### DESCRIPTION OF THE TASK
List every line in the records that contains the word "provide", reproducing each such line in full.

## Begin

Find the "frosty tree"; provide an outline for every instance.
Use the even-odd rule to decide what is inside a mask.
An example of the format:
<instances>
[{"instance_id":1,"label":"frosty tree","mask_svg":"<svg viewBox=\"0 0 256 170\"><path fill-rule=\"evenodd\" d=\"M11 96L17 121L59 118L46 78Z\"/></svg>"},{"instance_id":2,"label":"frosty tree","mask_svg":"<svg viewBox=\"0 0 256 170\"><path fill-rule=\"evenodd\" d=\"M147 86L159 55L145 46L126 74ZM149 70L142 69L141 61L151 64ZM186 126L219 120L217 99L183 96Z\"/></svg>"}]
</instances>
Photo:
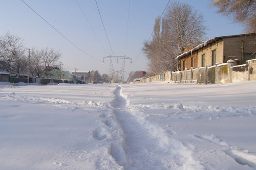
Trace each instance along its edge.
<instances>
[{"instance_id":1,"label":"frosty tree","mask_svg":"<svg viewBox=\"0 0 256 170\"><path fill-rule=\"evenodd\" d=\"M0 70L18 77L27 68L25 48L20 37L7 32L0 37Z\"/></svg>"},{"instance_id":2,"label":"frosty tree","mask_svg":"<svg viewBox=\"0 0 256 170\"><path fill-rule=\"evenodd\" d=\"M157 18L153 38L143 48L151 75L176 69L175 57L204 40L203 16L187 4L170 4L161 20Z\"/></svg>"}]
</instances>

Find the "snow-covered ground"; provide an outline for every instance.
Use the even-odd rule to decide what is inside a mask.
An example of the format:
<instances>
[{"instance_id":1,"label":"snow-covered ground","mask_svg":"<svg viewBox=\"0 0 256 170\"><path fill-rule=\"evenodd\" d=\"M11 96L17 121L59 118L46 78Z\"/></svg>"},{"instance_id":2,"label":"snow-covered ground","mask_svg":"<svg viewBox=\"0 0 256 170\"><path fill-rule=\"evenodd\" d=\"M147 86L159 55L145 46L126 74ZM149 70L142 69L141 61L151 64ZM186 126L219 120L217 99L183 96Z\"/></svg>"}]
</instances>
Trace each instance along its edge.
<instances>
[{"instance_id":1,"label":"snow-covered ground","mask_svg":"<svg viewBox=\"0 0 256 170\"><path fill-rule=\"evenodd\" d=\"M256 169L256 81L18 85L1 169Z\"/></svg>"}]
</instances>

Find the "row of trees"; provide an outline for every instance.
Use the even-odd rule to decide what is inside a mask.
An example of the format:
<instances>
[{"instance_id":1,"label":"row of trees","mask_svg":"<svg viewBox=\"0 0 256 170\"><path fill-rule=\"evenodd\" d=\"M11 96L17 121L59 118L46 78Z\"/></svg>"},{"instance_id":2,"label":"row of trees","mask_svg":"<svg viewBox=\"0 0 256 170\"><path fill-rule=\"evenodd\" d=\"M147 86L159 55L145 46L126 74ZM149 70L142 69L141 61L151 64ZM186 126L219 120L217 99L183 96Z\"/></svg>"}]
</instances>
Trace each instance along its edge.
<instances>
[{"instance_id":1,"label":"row of trees","mask_svg":"<svg viewBox=\"0 0 256 170\"><path fill-rule=\"evenodd\" d=\"M111 78L107 74L100 75L98 70L92 70L91 71L92 81L94 82L101 82L103 83L110 83Z\"/></svg>"},{"instance_id":2,"label":"row of trees","mask_svg":"<svg viewBox=\"0 0 256 170\"><path fill-rule=\"evenodd\" d=\"M212 0L212 5L244 26L245 33L256 32L255 0ZM150 74L179 69L175 58L203 42L205 30L203 15L191 6L179 2L171 4L163 17L156 19L152 40L144 42Z\"/></svg>"},{"instance_id":3,"label":"row of trees","mask_svg":"<svg viewBox=\"0 0 256 170\"><path fill-rule=\"evenodd\" d=\"M52 68L57 67L61 54L54 49L31 49L30 55L22 38L7 32L0 37L0 70L16 75L28 73L33 77L42 77Z\"/></svg>"}]
</instances>

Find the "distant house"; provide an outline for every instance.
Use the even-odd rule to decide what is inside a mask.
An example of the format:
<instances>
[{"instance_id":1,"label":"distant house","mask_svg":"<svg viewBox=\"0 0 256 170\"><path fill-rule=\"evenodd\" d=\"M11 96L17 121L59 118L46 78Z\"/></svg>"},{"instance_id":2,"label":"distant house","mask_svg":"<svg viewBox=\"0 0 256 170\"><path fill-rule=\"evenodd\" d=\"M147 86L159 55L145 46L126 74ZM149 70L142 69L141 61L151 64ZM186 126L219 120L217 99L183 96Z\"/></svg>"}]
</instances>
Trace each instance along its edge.
<instances>
[{"instance_id":1,"label":"distant house","mask_svg":"<svg viewBox=\"0 0 256 170\"><path fill-rule=\"evenodd\" d=\"M86 83L91 82L90 78L91 76L91 72L90 71L73 71L72 74L75 75L78 81L84 81Z\"/></svg>"},{"instance_id":2,"label":"distant house","mask_svg":"<svg viewBox=\"0 0 256 170\"><path fill-rule=\"evenodd\" d=\"M255 59L256 33L218 37L184 53L176 58L177 68L197 68L224 63L230 59L240 64Z\"/></svg>"},{"instance_id":3,"label":"distant house","mask_svg":"<svg viewBox=\"0 0 256 170\"><path fill-rule=\"evenodd\" d=\"M59 79L67 81L67 83L74 83L75 80L75 75L68 71L59 69L54 69L47 72L47 75L46 78L52 79ZM60 75L61 74L61 75Z\"/></svg>"},{"instance_id":4,"label":"distant house","mask_svg":"<svg viewBox=\"0 0 256 170\"><path fill-rule=\"evenodd\" d=\"M0 82L9 82L11 74L6 71L0 71Z\"/></svg>"}]
</instances>

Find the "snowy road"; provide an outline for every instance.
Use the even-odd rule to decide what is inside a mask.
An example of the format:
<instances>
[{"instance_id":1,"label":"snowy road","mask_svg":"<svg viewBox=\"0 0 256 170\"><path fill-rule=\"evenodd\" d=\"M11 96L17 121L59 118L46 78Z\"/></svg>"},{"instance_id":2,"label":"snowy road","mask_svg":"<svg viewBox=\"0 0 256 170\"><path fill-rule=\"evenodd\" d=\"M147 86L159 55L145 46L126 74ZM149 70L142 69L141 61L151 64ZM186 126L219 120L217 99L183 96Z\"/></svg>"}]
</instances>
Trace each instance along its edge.
<instances>
[{"instance_id":1,"label":"snowy road","mask_svg":"<svg viewBox=\"0 0 256 170\"><path fill-rule=\"evenodd\" d=\"M255 87L0 85L0 169L256 169Z\"/></svg>"}]
</instances>

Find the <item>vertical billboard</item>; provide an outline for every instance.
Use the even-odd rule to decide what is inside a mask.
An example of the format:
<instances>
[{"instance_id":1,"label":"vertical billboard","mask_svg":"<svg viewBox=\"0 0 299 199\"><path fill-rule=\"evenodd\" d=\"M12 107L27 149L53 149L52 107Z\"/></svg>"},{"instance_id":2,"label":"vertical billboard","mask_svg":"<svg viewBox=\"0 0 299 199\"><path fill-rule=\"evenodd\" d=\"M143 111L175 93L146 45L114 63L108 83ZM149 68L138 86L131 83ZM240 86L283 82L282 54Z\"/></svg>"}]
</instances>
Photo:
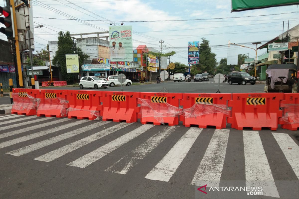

## End

### EXERCISE RESULT
Find the "frosty tree"; provide an outline for every instance.
Find the "snow-covered ground"; provide an outline for every instance.
Find the "row of trees"; provide an outline for every instance.
Find the "distant house"; provide an outline for every instance.
Find the "snowy road"; provide an outline for every instance.
Find the <item>vertical billboard</item>; provide an outline for every instance.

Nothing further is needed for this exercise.